DO THIS: Locate each line of the items below that contains the word "large" and copy those lines out.

DATASET EXTRACT:
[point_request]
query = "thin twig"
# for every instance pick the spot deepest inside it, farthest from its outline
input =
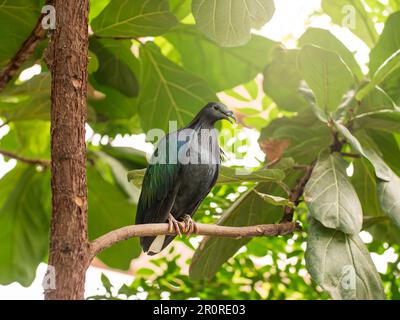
(350, 155)
(144, 230)
(24, 52)
(43, 162)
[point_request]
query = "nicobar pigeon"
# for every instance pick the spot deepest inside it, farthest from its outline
(182, 171)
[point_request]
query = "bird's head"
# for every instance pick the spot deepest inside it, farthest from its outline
(215, 111)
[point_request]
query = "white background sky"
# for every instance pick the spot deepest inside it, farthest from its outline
(288, 23)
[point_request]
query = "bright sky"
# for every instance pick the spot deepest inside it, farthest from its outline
(289, 22)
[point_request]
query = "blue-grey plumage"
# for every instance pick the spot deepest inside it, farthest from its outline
(179, 178)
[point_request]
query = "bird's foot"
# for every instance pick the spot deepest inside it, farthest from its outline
(189, 225)
(174, 225)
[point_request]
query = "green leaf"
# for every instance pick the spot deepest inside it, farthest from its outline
(275, 200)
(204, 58)
(106, 283)
(169, 90)
(17, 20)
(283, 69)
(341, 264)
(388, 147)
(389, 197)
(27, 101)
(232, 175)
(375, 100)
(352, 14)
(229, 22)
(249, 209)
(180, 8)
(29, 139)
(131, 158)
(24, 224)
(330, 196)
(227, 175)
(96, 7)
(364, 182)
(388, 67)
(109, 209)
(388, 44)
(381, 169)
(110, 104)
(327, 76)
(131, 19)
(325, 39)
(117, 65)
(305, 145)
(119, 173)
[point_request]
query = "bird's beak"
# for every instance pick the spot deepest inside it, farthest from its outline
(229, 115)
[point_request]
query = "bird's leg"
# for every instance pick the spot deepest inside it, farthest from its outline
(189, 225)
(174, 225)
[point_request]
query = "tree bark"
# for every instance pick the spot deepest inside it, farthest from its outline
(67, 57)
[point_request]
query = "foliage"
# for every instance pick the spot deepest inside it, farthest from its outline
(156, 61)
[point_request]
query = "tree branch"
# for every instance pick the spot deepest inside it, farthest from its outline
(43, 162)
(296, 193)
(144, 230)
(24, 52)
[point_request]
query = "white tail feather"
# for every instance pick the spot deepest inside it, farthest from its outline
(157, 244)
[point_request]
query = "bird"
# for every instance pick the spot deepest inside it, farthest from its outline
(182, 171)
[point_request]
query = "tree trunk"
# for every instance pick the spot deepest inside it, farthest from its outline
(67, 58)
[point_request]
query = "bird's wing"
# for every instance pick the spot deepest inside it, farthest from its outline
(159, 188)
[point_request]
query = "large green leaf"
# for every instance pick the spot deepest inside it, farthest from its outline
(229, 22)
(385, 70)
(29, 100)
(214, 64)
(341, 264)
(111, 104)
(168, 92)
(389, 197)
(381, 169)
(327, 76)
(364, 182)
(375, 100)
(331, 197)
(17, 20)
(388, 44)
(110, 209)
(28, 138)
(323, 38)
(385, 120)
(304, 145)
(352, 14)
(137, 18)
(131, 158)
(119, 175)
(389, 148)
(117, 65)
(283, 69)
(227, 175)
(24, 223)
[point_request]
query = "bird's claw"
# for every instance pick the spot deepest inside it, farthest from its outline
(174, 225)
(189, 225)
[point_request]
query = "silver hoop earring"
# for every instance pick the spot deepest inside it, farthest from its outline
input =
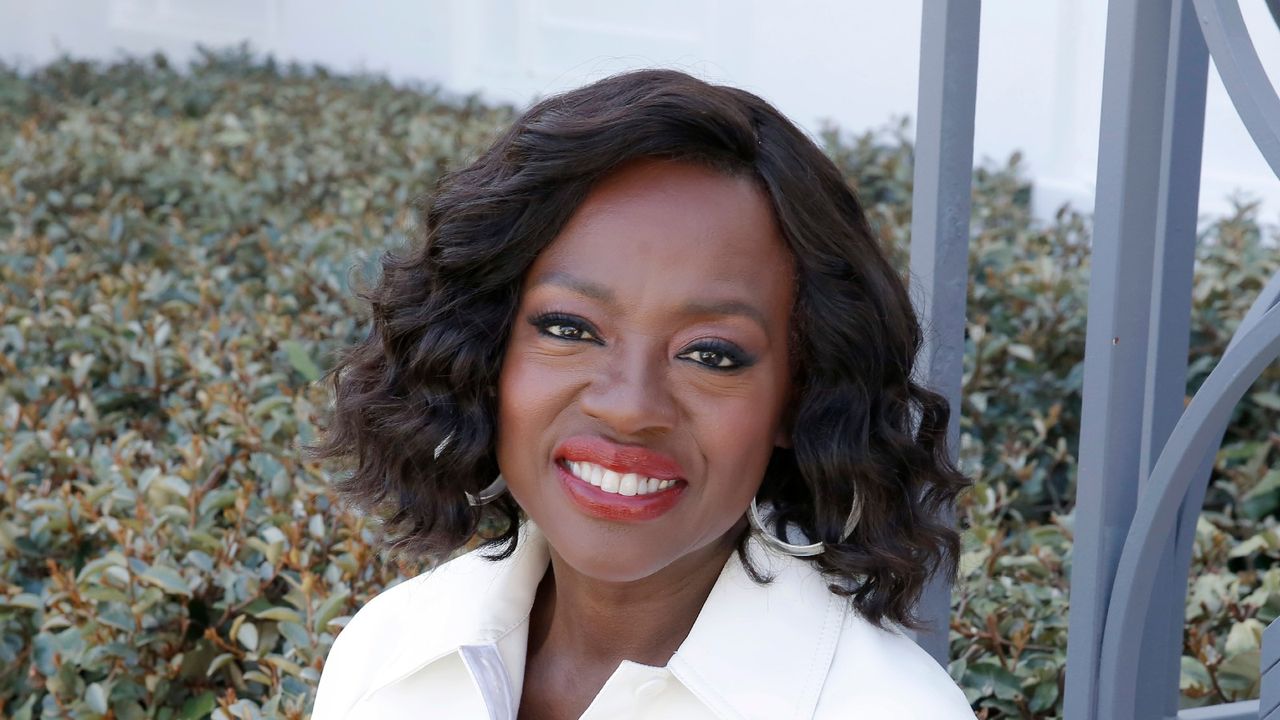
(753, 516)
(488, 495)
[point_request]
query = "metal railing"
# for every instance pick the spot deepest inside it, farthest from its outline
(1144, 459)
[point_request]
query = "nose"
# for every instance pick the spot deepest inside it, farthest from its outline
(631, 393)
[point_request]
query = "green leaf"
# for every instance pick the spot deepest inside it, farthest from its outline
(300, 360)
(96, 698)
(199, 707)
(247, 636)
(329, 609)
(280, 614)
(167, 579)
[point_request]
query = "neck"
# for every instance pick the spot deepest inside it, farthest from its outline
(590, 621)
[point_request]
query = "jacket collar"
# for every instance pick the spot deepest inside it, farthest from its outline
(749, 641)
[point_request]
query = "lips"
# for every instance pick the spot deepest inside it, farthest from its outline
(621, 459)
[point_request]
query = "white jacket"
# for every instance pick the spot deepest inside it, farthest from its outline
(451, 643)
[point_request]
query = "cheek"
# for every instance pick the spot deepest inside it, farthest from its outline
(530, 395)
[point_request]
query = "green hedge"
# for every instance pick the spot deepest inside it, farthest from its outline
(178, 259)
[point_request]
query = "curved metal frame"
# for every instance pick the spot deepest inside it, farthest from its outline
(1243, 74)
(1192, 440)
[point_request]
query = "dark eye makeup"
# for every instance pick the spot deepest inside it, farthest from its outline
(711, 352)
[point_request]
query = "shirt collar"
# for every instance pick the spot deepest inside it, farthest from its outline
(749, 639)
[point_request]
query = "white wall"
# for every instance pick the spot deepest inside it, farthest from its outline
(851, 62)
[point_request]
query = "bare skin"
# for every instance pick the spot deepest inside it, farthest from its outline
(679, 345)
(577, 636)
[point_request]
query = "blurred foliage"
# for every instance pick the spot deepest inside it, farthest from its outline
(177, 253)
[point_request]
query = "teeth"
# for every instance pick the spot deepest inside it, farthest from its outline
(620, 483)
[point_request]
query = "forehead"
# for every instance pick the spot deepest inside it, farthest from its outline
(661, 226)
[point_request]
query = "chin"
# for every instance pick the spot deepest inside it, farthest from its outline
(613, 557)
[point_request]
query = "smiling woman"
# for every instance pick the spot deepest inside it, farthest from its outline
(648, 315)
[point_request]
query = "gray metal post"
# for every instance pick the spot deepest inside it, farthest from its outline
(1120, 285)
(940, 231)
(1170, 342)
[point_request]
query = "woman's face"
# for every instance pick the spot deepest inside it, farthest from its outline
(645, 376)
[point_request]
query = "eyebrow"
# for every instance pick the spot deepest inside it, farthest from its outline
(604, 295)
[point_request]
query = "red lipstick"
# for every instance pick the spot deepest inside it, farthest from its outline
(620, 459)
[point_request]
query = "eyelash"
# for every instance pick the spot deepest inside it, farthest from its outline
(727, 350)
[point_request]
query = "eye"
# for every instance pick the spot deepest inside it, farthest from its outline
(717, 355)
(565, 327)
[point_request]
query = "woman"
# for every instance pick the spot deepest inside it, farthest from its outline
(649, 340)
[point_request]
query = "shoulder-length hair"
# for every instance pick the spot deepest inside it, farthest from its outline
(440, 314)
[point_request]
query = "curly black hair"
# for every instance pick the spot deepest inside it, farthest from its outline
(442, 310)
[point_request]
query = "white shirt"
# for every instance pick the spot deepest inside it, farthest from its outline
(451, 643)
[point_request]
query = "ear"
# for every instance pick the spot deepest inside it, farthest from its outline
(782, 438)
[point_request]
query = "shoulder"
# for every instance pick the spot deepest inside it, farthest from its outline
(885, 674)
(366, 646)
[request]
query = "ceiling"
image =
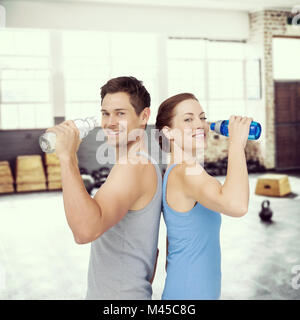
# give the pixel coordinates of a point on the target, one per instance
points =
(240, 5)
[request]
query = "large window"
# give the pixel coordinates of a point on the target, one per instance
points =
(217, 72)
(92, 58)
(25, 91)
(286, 53)
(59, 73)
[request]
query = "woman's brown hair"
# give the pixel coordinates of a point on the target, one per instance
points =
(165, 114)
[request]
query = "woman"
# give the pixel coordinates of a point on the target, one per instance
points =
(193, 200)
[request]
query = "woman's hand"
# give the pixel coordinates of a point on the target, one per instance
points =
(67, 139)
(238, 130)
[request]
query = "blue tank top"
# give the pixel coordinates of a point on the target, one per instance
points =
(194, 254)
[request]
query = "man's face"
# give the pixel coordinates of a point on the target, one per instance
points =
(119, 118)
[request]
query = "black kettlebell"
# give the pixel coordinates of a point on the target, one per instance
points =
(266, 213)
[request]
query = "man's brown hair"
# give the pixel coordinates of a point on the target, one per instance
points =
(139, 96)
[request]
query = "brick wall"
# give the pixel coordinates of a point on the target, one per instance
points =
(264, 25)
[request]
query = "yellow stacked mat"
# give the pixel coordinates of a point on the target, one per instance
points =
(53, 171)
(30, 175)
(6, 178)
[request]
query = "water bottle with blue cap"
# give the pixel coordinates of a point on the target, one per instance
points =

TASK SOLUTION:
query = "large green leaf"
query = "large window"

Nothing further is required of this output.